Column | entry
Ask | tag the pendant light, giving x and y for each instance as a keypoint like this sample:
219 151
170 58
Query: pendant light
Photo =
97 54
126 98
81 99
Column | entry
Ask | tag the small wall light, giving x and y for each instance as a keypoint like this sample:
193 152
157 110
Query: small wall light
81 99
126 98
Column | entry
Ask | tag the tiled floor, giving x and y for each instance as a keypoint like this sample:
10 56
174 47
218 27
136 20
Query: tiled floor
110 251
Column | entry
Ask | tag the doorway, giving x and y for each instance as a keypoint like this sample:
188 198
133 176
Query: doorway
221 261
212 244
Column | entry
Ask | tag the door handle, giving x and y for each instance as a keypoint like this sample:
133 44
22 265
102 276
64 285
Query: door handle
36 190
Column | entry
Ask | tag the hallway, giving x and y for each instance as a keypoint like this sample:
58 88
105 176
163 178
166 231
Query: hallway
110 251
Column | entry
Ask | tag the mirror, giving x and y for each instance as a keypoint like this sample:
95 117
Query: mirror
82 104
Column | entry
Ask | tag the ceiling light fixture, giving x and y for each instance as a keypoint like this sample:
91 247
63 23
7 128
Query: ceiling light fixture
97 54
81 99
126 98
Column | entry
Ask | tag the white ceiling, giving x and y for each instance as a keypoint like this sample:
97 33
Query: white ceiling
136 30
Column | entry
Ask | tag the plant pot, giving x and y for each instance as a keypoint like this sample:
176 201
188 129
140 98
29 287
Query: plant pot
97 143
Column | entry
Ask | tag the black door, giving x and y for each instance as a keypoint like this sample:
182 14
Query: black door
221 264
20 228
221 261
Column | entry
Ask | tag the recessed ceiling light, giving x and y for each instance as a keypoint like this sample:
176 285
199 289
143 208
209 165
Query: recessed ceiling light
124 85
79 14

--------------------

Give all of the entries again, word for word.

### Answer for the task
Column | entry
Ask | tag the pendant light, giving x and y for each instance as a keypoint like this sample:
219 151
170 58
Query: pendant light
Photo =
97 54
126 98
81 99
Column | entry
Ask | tag the small wall light, giving x and y for each instance as a keypoint like this sample:
193 152
157 110
Query: small wall light
81 99
126 98
Column | entry
Ask | tag the tiled floor, giving x and y for each instance as a keypoint like this sample:
10 56
174 47
218 27
136 20
Query: tiled floor
110 251
Column | entry
Ask | tag the doorway, giving x and y for each instance as a keypoint like this sample:
188 198
133 176
Query: doorway
221 261
212 244
Column | entry
Ask | tag the door handle, giving x and y for each instance as a keypoint like this sample:
133 44
22 265
102 276
64 285
Query: door handle
36 190
Column | entry
Ask | tag the hallway, giving x and y for each instance as a keypoint like this sample:
58 88
105 176
163 178
166 231
Query: hallway
110 251
Column | entry
Ask | tag the mirror, giving x and y for each instance as a keypoint like this sample:
95 117
Query: mirror
82 104
Column | entry
Ask | tag the ceiling light fixture, giving x and y for each instance as a keypoint like this sample:
91 247
63 23
7 128
Query: ceiling light fixture
97 54
81 99
126 98
Column | entry
Ask | tag the white ceiling, giving x and y for each instance as a keypoint like this sample:
97 33
Query: white ceiling
136 30
Column | entry
Ask | tag the plant pot, giving x and y for each instance as a keypoint like this sample:
176 201
188 129
140 98
29 287
Query: plant pot
97 143
Column | entry
Ask | tag the black door, giving x and y for each instance as a keypoint like this sample:
182 14
Query: black door
221 264
20 228
221 261
Column | entry
Ask | tag the recessed ceiling light, giving x and y for each instance as a keypoint like this sample:
176 285
199 289
143 208
209 165
Query: recessed ceiling light
124 85
79 14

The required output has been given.